How many lines in the items below contain the string "tile"? Reply with only the number.

--- Begin ---

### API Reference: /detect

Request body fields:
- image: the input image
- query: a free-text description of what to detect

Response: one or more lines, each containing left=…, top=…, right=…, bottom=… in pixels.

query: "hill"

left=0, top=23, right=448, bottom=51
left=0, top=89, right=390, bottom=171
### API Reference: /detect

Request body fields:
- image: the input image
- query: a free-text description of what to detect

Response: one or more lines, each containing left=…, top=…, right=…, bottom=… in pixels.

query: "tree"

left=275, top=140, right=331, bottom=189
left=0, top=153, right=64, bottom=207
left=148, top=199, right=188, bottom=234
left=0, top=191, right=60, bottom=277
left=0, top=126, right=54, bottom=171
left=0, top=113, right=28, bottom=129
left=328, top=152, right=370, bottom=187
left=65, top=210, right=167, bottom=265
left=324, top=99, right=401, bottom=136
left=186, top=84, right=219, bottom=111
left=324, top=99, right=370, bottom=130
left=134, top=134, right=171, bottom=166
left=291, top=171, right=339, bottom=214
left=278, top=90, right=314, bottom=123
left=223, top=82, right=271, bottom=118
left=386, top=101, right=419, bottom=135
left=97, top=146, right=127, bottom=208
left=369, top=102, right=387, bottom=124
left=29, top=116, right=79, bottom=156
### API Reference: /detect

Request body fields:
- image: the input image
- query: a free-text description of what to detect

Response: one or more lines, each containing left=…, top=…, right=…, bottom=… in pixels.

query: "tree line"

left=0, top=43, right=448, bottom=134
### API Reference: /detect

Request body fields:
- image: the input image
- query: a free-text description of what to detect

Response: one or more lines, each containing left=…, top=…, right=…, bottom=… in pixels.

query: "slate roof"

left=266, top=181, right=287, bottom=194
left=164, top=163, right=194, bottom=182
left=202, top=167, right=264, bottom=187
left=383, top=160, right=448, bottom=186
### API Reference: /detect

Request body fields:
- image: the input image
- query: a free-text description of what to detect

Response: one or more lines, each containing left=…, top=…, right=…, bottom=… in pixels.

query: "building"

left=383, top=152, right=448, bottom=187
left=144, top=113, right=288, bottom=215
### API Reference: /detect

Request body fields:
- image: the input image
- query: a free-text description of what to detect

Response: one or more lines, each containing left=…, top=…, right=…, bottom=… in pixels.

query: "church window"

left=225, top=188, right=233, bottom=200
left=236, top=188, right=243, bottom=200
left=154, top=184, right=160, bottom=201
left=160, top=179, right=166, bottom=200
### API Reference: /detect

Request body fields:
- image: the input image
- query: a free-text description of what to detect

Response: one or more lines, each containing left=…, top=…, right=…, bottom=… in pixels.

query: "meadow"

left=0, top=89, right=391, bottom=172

--- End ---
--- Begin ---

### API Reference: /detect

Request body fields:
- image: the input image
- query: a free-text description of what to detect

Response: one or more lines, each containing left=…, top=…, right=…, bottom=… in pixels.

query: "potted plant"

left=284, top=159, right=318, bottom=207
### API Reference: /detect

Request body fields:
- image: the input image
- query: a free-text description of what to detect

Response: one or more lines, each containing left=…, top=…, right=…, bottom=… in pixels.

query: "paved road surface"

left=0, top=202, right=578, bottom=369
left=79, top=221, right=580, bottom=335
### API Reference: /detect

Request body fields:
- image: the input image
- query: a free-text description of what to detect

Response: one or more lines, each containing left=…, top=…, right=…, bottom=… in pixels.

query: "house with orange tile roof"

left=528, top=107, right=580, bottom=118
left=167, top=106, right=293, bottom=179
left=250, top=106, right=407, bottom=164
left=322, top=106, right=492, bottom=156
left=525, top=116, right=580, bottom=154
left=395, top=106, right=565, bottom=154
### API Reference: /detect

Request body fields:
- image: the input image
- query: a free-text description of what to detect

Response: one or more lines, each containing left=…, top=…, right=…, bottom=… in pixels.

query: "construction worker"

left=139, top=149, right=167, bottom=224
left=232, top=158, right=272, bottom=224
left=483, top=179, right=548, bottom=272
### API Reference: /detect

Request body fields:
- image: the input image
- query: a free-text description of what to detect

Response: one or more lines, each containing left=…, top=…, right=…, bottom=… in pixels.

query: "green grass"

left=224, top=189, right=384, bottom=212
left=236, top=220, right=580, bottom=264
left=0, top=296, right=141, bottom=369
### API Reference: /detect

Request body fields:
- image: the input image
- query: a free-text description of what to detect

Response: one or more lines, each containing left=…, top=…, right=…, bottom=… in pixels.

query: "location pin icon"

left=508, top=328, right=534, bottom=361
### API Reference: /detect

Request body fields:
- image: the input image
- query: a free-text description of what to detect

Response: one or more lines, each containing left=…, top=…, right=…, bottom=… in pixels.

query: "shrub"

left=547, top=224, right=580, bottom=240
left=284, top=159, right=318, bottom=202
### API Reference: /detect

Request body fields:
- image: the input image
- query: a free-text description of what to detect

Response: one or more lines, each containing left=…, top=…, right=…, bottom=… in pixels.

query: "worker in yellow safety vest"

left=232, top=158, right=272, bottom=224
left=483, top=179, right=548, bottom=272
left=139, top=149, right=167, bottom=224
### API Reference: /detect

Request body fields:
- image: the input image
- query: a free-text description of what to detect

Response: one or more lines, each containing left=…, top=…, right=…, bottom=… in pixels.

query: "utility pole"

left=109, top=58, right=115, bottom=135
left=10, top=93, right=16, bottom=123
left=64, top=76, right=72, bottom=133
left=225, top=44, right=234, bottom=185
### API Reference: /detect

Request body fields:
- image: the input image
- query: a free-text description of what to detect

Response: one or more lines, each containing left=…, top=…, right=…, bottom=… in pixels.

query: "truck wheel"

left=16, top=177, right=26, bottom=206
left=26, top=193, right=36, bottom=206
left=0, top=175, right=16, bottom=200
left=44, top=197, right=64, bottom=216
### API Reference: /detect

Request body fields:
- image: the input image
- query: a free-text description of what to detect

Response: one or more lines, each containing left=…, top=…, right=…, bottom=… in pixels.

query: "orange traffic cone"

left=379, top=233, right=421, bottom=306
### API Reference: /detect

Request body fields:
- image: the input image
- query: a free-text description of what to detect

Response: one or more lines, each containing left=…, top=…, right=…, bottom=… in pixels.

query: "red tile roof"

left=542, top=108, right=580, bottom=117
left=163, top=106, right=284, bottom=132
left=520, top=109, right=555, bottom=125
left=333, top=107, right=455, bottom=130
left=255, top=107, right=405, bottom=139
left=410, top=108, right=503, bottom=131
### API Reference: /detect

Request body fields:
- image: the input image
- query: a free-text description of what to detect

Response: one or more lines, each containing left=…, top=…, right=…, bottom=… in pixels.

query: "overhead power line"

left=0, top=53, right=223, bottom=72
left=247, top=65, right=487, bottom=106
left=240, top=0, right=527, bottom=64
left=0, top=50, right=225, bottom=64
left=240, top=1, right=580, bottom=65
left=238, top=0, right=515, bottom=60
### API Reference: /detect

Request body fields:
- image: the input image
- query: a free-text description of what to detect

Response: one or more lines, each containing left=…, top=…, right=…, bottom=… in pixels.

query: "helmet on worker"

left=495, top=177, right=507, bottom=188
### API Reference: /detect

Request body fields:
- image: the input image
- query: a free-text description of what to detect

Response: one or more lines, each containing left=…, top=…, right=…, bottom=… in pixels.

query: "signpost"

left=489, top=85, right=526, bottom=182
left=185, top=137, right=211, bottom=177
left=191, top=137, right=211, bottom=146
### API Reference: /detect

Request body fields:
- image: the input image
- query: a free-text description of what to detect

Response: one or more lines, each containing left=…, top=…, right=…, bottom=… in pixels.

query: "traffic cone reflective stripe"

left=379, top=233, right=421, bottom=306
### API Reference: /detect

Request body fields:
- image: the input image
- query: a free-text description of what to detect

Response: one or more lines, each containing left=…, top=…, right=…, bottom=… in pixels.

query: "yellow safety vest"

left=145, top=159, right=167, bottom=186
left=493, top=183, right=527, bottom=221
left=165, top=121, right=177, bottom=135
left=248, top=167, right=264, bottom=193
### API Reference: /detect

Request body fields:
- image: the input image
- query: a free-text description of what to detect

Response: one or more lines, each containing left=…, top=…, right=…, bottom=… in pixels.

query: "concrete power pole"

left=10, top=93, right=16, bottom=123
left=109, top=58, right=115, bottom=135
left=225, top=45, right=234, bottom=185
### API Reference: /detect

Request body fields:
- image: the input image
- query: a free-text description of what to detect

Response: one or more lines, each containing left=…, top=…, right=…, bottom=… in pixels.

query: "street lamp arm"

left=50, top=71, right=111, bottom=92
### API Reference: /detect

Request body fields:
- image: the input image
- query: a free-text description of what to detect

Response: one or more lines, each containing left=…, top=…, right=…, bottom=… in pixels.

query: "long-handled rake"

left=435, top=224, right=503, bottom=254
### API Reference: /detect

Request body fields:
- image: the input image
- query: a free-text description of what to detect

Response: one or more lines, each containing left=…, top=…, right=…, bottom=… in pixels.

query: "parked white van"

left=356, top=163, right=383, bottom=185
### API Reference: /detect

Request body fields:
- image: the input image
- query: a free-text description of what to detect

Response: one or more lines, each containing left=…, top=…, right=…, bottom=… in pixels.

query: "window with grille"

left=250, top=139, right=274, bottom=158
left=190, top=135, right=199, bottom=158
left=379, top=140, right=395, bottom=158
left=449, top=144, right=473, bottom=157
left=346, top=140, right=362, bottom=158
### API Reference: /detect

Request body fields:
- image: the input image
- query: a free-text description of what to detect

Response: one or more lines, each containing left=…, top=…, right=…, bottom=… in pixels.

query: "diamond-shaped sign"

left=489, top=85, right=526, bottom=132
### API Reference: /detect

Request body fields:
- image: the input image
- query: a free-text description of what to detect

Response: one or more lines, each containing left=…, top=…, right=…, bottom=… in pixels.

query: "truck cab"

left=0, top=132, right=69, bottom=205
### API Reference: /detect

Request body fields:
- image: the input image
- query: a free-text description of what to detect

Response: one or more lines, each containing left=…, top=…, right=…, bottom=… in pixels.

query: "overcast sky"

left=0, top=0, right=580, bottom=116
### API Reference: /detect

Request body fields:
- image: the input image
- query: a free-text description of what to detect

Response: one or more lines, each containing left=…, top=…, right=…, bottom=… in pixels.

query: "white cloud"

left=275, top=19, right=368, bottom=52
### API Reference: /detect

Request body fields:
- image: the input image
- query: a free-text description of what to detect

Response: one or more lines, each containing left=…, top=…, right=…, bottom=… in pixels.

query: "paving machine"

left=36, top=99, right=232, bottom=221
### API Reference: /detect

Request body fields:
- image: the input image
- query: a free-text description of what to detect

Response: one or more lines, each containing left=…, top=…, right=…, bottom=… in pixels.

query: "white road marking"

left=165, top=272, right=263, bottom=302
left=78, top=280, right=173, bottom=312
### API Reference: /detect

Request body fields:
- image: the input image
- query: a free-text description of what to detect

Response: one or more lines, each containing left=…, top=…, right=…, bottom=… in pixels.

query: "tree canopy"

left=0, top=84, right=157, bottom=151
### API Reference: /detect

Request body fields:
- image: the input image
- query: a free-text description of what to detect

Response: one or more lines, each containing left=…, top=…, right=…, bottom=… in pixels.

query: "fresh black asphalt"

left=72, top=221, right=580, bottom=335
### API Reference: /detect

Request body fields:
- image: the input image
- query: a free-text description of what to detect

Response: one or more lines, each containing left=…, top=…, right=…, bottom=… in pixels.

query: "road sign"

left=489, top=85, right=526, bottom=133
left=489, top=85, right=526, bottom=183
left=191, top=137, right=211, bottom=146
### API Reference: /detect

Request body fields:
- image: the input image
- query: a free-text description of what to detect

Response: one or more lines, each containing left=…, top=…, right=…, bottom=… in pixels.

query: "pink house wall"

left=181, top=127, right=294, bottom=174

--- End ---
--- Begin ---

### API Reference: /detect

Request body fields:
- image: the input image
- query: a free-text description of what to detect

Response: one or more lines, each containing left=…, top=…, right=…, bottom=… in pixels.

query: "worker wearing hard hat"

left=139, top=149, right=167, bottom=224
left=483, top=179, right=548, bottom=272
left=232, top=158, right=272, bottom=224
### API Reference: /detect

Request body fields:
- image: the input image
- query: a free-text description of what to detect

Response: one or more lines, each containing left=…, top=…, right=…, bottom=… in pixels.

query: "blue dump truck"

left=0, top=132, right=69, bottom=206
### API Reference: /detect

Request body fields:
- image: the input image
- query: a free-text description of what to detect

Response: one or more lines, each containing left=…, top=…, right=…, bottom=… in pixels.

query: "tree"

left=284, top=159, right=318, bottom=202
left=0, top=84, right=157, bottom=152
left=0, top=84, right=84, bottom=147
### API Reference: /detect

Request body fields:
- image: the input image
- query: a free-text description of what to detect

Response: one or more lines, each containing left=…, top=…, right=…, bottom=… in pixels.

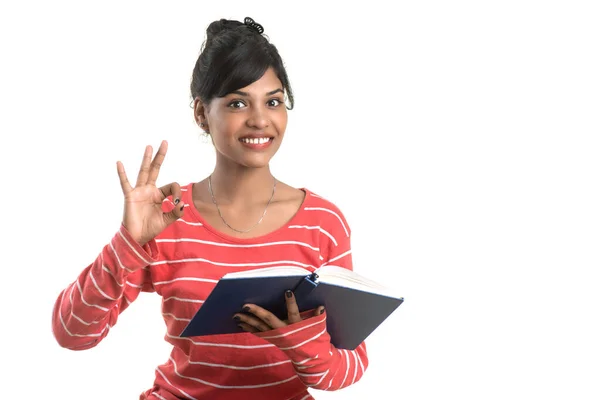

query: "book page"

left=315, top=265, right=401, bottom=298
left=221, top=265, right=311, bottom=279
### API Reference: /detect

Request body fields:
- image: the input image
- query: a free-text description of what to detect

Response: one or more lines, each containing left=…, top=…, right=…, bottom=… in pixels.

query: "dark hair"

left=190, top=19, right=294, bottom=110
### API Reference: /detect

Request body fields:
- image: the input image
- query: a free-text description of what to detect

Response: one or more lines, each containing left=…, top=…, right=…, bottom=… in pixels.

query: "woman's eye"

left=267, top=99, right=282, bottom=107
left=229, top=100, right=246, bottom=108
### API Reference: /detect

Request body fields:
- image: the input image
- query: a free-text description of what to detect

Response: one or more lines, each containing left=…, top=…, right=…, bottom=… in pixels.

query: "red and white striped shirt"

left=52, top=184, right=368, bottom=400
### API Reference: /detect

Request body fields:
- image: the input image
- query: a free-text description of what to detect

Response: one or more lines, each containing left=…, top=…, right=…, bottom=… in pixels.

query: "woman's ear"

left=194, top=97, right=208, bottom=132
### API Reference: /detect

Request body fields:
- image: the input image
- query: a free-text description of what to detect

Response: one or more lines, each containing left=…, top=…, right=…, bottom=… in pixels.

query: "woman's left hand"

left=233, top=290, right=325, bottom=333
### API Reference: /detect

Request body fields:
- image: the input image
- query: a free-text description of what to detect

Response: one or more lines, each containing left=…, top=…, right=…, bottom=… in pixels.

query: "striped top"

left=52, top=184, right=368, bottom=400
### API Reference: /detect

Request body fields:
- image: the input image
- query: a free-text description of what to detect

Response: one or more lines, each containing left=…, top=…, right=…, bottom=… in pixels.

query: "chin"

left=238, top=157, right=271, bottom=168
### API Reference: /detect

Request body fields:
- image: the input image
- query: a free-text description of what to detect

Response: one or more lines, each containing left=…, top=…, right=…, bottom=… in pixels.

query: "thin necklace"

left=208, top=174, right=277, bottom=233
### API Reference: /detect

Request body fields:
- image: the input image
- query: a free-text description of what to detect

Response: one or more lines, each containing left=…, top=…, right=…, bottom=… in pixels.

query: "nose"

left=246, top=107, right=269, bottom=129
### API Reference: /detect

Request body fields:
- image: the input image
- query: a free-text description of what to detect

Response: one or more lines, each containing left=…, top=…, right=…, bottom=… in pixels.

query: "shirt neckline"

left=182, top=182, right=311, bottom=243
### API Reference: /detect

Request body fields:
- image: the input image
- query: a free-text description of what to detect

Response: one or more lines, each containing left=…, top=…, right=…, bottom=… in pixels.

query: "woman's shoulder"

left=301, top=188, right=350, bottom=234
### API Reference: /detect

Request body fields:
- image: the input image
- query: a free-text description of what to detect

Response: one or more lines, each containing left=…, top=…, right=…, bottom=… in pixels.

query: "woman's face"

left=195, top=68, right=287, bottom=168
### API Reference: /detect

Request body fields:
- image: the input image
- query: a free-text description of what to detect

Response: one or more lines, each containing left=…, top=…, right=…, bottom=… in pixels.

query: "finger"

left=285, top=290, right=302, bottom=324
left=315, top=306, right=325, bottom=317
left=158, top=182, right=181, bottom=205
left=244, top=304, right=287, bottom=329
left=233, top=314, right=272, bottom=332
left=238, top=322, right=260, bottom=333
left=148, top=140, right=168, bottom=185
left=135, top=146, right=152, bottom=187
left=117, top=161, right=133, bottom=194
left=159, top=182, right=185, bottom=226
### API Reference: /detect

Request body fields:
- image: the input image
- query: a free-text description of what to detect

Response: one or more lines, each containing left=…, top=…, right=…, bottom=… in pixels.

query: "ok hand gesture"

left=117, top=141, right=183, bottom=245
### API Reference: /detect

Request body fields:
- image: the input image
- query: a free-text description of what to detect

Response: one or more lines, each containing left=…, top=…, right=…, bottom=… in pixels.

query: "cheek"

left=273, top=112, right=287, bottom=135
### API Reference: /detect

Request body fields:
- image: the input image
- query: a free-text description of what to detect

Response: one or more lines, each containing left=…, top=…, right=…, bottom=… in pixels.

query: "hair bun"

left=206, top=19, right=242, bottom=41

--- End ---

◆ **Solution to this problem**: 2